§ AUFGABENSTELLUNG
Formatiere das gesamte folgende Material als CSV mit den beiden Spalten „text“ und „antwort“. Jede Zeile soll einen Text mit seiner zugehörigen Antwort enthalten, jedes Feld in Anführungszeichen und mit Leerzeichen statt Zeilenumbrüchen, und die Bilder sollen in deiner Ausgabe fehlen.

--- BEREITGESTELLTES MATERIAL ---

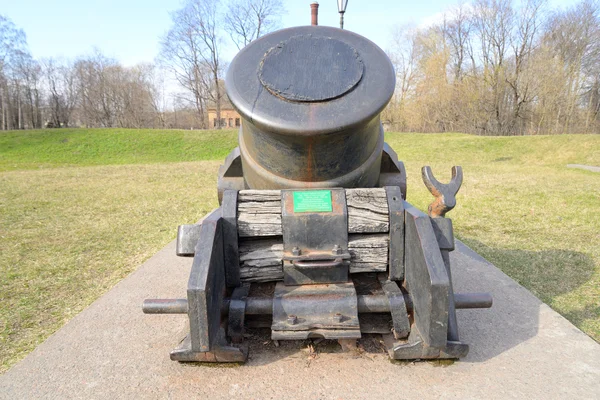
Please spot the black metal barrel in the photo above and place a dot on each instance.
(310, 99)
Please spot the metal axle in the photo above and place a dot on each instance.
(264, 305)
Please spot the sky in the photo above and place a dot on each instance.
(129, 30)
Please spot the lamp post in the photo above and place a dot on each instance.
(342, 9)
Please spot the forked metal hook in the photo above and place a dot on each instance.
(445, 194)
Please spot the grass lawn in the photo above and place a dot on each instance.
(80, 209)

---

§ ANTWORT
text,antwort
"Please spot the black metal barrel in the photo above and place a dot on each instance.","(310, 99)"
"Please spot the metal axle in the photo above and place a dot on each instance.","(264, 305)"
"Please spot the sky in the photo above and place a dot on each instance.","(129, 30)"
"Please spot the lamp post in the photo above and place a dot on each instance.","(342, 9)"
"Please spot the forked metal hook in the photo above and place a dot on each instance.","(445, 194)"
"Please spot the grass lawn in the photo above and place a dot on each instance.","(80, 209)"